_What to produce_.
Extend the Amazon Athena write-up below, starting after its final sentence.

_Document_.
►

Athena

Serverless SQL query engine for data stored in S3 - pay per query, no infrastructure

Amazon Athena is a serverless, interactive query service that lets you run SQL directly against data stored in S3 without loading it into a database. You pay only for the data scanned per query (roughly $5 per TB), making it extremely cost-effective for ad-hoc analytics on large datasets. Athena uses Presto under the hood and integrates tightly with the Glue Data Catalog for schema management.

How Athena Executes Queries

Athena is a managed Presto cluster. When you submit a query, Athena resolves table schemas from the Glue Data Catalog, plans the query, and dispatches distributed read tasks directly against S3. Results are written to an S3 output location you configure.

Key aspects of query execution:

Aspect	Detail
Schema on read	Data stays in S3 in any format - schema is applied at query time
Formats supported	CSV, JSON, Parquet, ORC, Avro, TSV, Gzip/Snappy compressed
Concurrency	Default 20 concurrent queries per account (increase via support)
Query result cache	Results cached for 0-7 days - reuse avoids re-scanning S3
DML support	INSERT INTO (write to S3), CREATE TABLE AS SELECT (CTAS)
Federation	Query RDS, DynamoDB, Redshift, and custom sources via connectors

💡

Athena results are always written to an S3 output bucket you control. The results from the last query for a given query ID are reusable - Athena result reuse can eliminate repeated scans on unchanged data.

Performance and Cost Optimization

Athena charges $5 per TB scanned. The single most impactful optimization is reducing the amount of data scanned:

Optimization	Savings Potential	How It Works
Columnar format (Parquet/ORC)	60-90%	Only scans columns referenced in SELECT/WHERE
Partitioning	50-99%	Prunes partitions with WHERE on partition key (e.g. year/month/day)
Compression (Snappy/Zstd)	30-70%	Fewer bytes to read from S3
File size (128-512 MB)	10-40%	Avoids S3 request overhead from thousands of small files
Result reuse	Up to 100%	Identical queries within TTL return cached result, no scan
Projection pruning	20-60%	SELECT specific columns not SELECT *

⚠️

Partitioning only helps if your WHERE clause filters on the partition key. A query like WHERE event_time > '2025-01-01' does nothing if you partitioned by year/month/day but wrote the column as a timestamp string. Always use partition projection or Glue partitions with consistent naming.

bash

-- Create a partitioned external table
CREATE EXTERNAL TABLE events (
  user_id STRING,
  event_type STRING,
  event_data STRING
)
PARTITIONED BY (year STRING, month STRING, day STRING)
STORED AS PARQUET
LOCATION 's3://my-data-lake/events/';

-- Use partition projection to avoid MSCK REPAIR TABLE
TBLPROPERTIES (
  'projection.enabled' = 'true',
  'projection.year.type' = 'integer',
  'projection.year.range' = '2023,2030',
  'projection.month.type' = 'integer',
  'projection.month.range' = '01,12',
  'projection.month.digits' = '2',
  'projection.day.type' = 'integer',
  'projection.day.range' = '01,31',
  'projection.day.digits' = '2',
  'storage.location.template' = 's3://my-data-lake/events/${year}/${month}/${day}/'
)

Workgroups - Isolation, Cost Control, and Access

Workgroups let you isolate query environments, enforce spending limits, and separate output locations per team or use case.

◄

_Data records_.
►

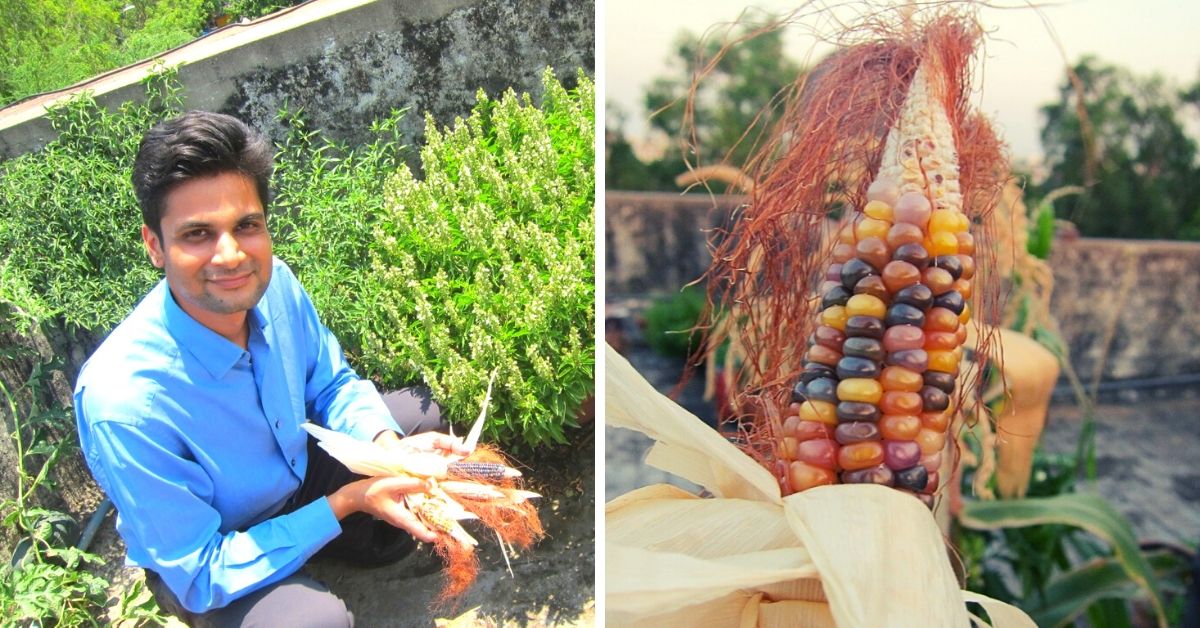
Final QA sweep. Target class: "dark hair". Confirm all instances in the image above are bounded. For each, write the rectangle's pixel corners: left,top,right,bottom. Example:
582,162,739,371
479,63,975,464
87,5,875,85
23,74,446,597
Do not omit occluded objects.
133,112,274,237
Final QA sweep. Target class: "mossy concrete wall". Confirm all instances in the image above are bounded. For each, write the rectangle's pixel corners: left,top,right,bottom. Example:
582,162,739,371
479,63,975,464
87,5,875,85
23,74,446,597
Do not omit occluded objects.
0,0,595,159
605,191,1200,383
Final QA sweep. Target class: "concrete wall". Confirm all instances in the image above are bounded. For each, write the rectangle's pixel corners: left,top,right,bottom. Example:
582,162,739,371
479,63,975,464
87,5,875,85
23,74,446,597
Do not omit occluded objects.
0,0,595,162
605,192,1200,382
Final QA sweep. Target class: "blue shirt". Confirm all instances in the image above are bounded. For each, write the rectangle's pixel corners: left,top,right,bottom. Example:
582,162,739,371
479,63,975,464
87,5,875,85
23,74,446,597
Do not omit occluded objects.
74,259,400,612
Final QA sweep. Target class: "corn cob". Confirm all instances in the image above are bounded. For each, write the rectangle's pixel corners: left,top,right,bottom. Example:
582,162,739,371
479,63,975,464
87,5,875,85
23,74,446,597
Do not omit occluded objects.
775,65,974,504
408,495,479,546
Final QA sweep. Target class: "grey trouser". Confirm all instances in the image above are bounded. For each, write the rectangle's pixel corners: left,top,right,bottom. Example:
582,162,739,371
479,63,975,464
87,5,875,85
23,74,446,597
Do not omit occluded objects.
145,388,446,628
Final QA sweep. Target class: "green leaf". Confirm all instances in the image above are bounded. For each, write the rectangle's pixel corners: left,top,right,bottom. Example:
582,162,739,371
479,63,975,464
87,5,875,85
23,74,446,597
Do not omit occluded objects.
960,494,1166,627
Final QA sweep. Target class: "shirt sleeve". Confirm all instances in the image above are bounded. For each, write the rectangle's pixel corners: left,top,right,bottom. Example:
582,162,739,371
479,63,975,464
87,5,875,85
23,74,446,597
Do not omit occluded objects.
84,420,341,612
283,267,404,441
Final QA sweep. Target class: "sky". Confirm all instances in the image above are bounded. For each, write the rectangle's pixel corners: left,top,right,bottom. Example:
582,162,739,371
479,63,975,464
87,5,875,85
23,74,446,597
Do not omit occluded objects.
604,0,1200,161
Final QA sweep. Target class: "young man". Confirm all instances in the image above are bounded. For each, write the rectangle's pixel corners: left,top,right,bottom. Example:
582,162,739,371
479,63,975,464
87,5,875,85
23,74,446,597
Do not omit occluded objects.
76,112,462,626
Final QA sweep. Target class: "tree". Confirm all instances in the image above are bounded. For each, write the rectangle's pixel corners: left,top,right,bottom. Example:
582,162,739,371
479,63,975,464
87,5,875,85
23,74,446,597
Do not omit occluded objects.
1038,56,1200,239
646,16,803,181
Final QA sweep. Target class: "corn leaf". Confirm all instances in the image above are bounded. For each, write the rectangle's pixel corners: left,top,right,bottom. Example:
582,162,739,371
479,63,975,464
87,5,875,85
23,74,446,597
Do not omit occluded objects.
1026,552,1187,627
960,494,1166,628
605,347,1034,628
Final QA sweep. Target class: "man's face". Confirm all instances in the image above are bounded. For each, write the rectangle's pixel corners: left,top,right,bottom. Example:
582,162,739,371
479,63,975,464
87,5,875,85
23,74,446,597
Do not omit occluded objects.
142,172,271,335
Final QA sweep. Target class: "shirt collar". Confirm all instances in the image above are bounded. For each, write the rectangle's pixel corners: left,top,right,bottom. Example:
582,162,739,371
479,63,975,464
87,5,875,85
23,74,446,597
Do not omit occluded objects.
156,279,270,379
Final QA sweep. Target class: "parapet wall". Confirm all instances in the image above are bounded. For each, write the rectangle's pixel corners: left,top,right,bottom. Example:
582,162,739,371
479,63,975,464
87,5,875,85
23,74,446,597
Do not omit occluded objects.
605,191,1200,383
0,0,595,159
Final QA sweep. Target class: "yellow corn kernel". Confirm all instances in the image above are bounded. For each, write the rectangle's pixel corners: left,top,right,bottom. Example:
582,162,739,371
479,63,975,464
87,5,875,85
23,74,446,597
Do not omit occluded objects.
845,294,888,318
821,305,850,331
863,201,892,222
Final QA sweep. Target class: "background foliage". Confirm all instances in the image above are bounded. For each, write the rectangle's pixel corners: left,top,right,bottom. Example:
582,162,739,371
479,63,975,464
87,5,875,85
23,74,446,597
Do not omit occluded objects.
0,0,299,107
605,20,1200,240
606,19,803,191
346,68,595,444
0,70,594,444
0,68,595,626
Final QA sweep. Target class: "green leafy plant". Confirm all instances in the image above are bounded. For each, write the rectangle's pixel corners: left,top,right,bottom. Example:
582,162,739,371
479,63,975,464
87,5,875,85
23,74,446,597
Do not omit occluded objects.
643,286,708,358
959,444,1188,627
0,355,108,626
347,70,595,444
0,72,181,333
224,0,300,22
270,109,404,343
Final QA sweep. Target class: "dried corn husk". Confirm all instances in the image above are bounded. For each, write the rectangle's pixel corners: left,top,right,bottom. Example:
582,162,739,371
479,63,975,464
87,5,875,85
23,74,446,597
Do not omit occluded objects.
605,347,1033,628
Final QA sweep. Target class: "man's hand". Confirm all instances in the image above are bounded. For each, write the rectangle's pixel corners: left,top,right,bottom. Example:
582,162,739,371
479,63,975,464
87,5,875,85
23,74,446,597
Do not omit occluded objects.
326,476,437,543
374,430,470,456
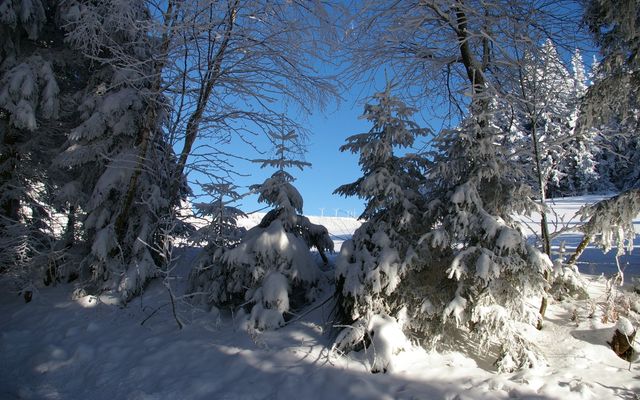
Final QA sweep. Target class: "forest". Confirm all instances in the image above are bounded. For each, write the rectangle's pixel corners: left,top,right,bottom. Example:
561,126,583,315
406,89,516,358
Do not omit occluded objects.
0,0,640,398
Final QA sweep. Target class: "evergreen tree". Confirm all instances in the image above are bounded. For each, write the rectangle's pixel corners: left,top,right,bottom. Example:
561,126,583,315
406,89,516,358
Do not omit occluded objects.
335,84,426,324
56,0,187,301
0,0,87,292
192,124,333,329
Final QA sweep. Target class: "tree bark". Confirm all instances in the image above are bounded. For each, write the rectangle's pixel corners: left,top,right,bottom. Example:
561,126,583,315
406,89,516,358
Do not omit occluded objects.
114,0,180,243
171,0,238,203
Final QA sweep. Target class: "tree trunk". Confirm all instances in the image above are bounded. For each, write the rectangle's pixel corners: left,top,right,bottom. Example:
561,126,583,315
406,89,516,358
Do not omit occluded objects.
170,0,238,204
531,123,551,330
114,0,180,243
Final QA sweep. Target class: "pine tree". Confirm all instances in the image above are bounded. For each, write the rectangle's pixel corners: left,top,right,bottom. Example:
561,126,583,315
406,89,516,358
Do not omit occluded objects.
56,0,187,301
335,83,427,364
0,0,86,291
187,180,246,306
189,123,333,329
416,90,551,370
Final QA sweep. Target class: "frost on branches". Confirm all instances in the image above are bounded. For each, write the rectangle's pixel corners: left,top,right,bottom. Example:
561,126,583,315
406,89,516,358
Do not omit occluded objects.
0,0,72,292
413,94,552,371
335,84,426,370
188,126,333,330
56,0,186,301
568,189,640,274
337,87,551,370
188,181,246,306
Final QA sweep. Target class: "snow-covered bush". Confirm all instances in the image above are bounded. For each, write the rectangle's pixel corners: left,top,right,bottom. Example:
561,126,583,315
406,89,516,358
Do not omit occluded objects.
192,128,333,330
415,94,552,370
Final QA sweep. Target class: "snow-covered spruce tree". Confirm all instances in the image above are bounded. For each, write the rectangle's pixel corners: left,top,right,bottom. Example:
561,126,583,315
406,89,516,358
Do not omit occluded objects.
335,84,427,369
580,0,640,190
187,180,246,306
195,127,333,329
418,89,551,371
0,0,86,290
338,87,551,370
557,49,606,195
56,0,185,301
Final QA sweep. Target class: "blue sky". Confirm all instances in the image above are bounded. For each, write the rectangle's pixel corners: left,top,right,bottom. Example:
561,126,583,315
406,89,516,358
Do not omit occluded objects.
230,97,378,216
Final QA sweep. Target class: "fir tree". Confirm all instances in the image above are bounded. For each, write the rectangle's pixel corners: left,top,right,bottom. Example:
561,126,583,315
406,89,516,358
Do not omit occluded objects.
188,123,333,329
335,84,427,366
56,0,187,301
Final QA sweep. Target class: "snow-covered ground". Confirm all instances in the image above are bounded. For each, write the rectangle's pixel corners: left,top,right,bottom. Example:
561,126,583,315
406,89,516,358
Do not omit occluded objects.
0,199,640,400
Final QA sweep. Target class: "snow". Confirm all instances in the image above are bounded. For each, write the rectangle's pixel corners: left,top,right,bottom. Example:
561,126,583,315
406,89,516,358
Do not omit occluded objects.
0,195,640,400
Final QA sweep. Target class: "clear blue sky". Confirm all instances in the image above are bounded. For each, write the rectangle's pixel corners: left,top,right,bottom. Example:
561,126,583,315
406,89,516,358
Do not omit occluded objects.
228,98,371,216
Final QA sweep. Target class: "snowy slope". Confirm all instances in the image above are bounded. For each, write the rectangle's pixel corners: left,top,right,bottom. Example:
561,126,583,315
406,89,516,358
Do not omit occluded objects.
0,195,640,399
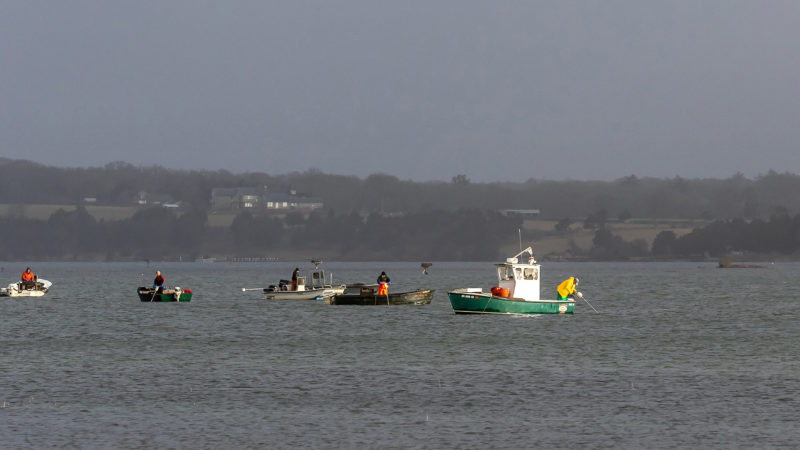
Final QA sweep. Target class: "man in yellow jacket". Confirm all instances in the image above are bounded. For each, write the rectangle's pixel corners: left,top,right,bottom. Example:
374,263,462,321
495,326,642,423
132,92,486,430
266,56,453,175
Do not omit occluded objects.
556,277,583,300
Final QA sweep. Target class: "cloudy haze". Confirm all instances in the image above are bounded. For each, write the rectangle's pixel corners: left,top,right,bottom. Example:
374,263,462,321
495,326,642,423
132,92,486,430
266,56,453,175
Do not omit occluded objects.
0,0,800,181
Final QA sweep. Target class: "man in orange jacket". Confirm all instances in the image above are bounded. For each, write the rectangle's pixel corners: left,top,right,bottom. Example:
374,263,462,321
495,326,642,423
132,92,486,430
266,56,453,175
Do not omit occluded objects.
21,267,36,289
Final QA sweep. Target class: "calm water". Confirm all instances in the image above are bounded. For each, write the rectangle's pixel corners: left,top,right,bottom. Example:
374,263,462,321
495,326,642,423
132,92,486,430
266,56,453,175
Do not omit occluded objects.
0,262,800,448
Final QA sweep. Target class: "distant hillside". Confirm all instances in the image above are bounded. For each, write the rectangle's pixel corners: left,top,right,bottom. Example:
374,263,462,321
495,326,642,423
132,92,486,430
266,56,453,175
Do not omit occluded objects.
0,158,800,220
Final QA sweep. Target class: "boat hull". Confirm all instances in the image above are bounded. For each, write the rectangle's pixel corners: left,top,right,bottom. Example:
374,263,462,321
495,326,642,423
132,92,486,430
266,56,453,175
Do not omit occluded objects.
0,279,53,297
264,285,345,300
325,289,436,306
447,289,575,315
136,287,192,303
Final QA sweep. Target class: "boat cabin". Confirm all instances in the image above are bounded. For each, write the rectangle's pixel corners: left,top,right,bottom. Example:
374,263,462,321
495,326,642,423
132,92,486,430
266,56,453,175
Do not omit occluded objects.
495,247,541,300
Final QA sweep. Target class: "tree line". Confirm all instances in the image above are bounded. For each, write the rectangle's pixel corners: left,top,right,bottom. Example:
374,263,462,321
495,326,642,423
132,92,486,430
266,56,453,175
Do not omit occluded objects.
0,206,800,261
0,206,521,261
0,159,800,220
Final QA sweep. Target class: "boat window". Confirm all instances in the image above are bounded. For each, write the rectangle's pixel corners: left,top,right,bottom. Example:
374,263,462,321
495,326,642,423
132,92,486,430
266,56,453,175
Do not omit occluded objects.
497,266,514,281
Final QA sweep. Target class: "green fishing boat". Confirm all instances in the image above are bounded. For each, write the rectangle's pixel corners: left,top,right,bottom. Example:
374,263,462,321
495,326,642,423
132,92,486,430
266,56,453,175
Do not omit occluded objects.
136,286,192,302
447,247,575,315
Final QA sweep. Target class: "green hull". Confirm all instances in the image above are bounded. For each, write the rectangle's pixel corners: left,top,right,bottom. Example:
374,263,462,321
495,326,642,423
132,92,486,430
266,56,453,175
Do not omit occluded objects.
447,292,575,314
137,288,192,302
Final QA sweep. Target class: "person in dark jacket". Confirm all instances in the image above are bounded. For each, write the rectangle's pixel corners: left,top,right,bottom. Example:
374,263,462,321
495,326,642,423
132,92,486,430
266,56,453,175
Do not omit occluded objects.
153,270,166,292
292,267,300,291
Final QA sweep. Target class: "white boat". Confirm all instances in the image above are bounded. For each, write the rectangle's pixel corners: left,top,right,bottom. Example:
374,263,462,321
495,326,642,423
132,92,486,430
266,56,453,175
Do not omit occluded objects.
0,278,53,297
263,260,346,300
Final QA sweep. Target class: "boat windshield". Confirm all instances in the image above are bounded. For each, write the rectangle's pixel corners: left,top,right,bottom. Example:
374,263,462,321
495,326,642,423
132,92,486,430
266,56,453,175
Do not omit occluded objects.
497,265,514,281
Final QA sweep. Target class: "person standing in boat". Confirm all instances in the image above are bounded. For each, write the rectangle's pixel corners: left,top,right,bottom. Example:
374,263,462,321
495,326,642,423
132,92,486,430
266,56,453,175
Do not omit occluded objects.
556,277,583,300
292,267,300,291
378,272,392,295
153,270,166,292
20,267,36,289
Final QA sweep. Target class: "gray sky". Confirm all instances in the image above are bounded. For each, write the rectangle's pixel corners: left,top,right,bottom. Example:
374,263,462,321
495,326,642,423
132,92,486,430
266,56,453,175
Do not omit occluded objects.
0,0,800,181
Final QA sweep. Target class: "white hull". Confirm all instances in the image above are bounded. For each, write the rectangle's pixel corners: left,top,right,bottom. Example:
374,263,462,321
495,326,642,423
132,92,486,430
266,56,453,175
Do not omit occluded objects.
0,279,53,297
264,284,345,300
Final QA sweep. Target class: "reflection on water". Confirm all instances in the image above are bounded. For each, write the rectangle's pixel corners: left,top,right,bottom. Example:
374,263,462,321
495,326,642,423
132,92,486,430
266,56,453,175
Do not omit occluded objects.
0,262,800,448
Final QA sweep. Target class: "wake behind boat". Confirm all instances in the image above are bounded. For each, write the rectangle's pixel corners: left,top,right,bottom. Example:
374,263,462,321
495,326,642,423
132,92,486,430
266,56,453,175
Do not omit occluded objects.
258,260,345,300
447,247,575,314
0,279,53,297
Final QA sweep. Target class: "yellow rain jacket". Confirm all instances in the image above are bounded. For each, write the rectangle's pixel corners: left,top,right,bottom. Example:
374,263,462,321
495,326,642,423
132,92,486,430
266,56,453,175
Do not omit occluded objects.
556,277,575,300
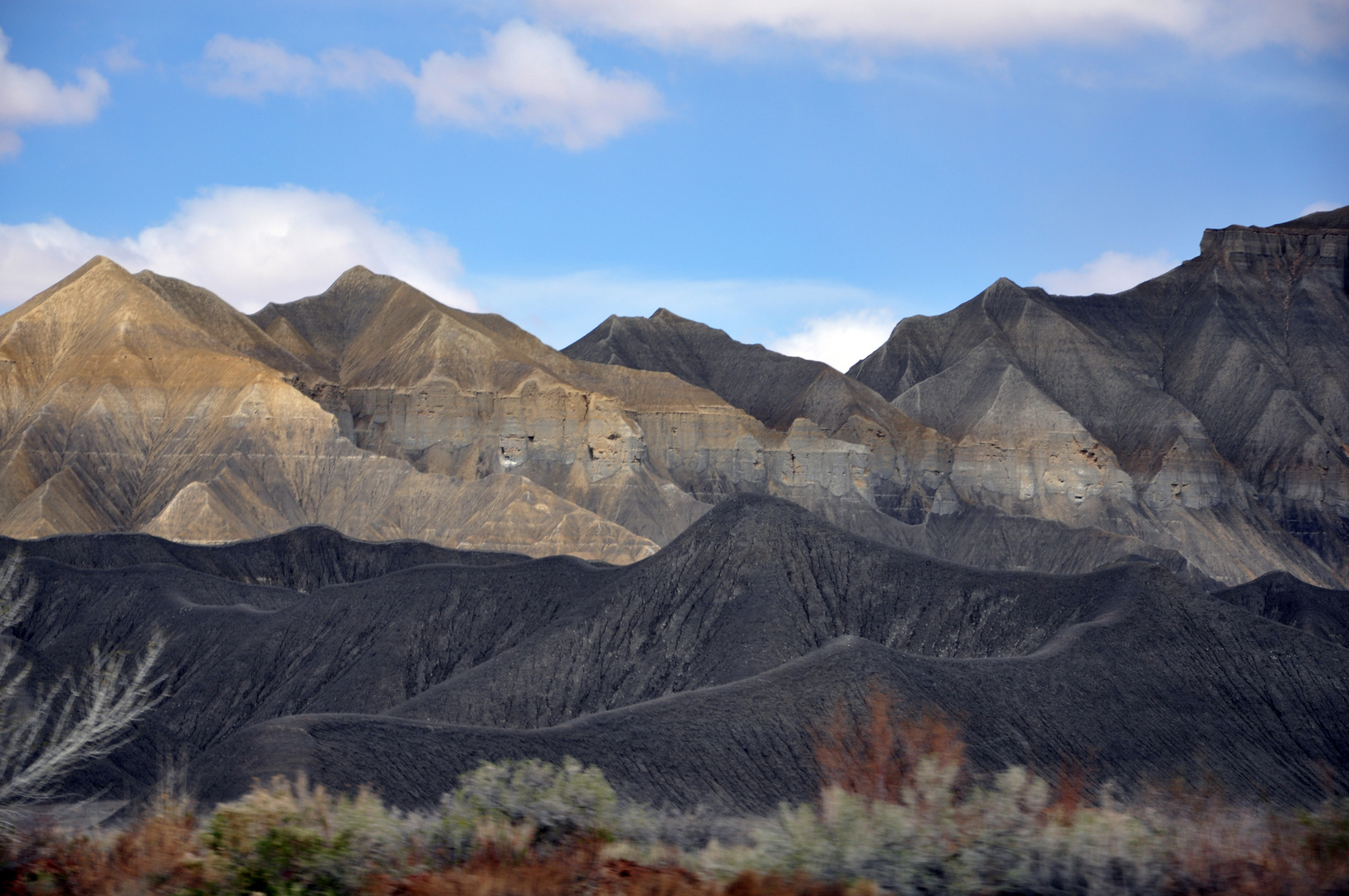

◄

_Task result_.
Workgroup Setting	What It Controls
Data usage limit	Max bytes scanned per query or per workgroup per day - stops runaway queries
Output location override	Force all results to a specific S3 path (per-team buckets)
Encryption	SSE-S3, SSE-KMS, or CSE-KMS for query results
Query result reuse	Enable/disable result caching per workgroup
Engine version	Control Athena engine version (Athena engine v3 = latest)

💡

Setting a per-query data usage limit (e.g. 1 GB max scan) is the best safeguard against analysts accidentally running full table scans on petabyte datasets. Combine with IAM policies that restrict workgroup access per team.

Athena Federated Query - Querying Beyond S3

Athena Federated Query uses Lambda-based connectors to let you join S3 data with live data in other sources in a single SQL query.

Connector	Source
DynamoDB	NoSQL tables - useful for joining reference data
RDS/Aurora	MySQL, PostgreSQL relational data
Redshift	Data warehouse tables
CloudWatch Logs	Query log groups as SQL tables
DocumentDB	MongoDB-compatible JSON documents
Custom	Any source via the Athena Query Federation SDK

⚠️

Federated queries are slower than native S3 queries because data must pass through Lambda. Each Lambda connector has a memory limit and execution timeout. Do not use federation for high-frequency production queries - it is best suited for ad-hoc analysis.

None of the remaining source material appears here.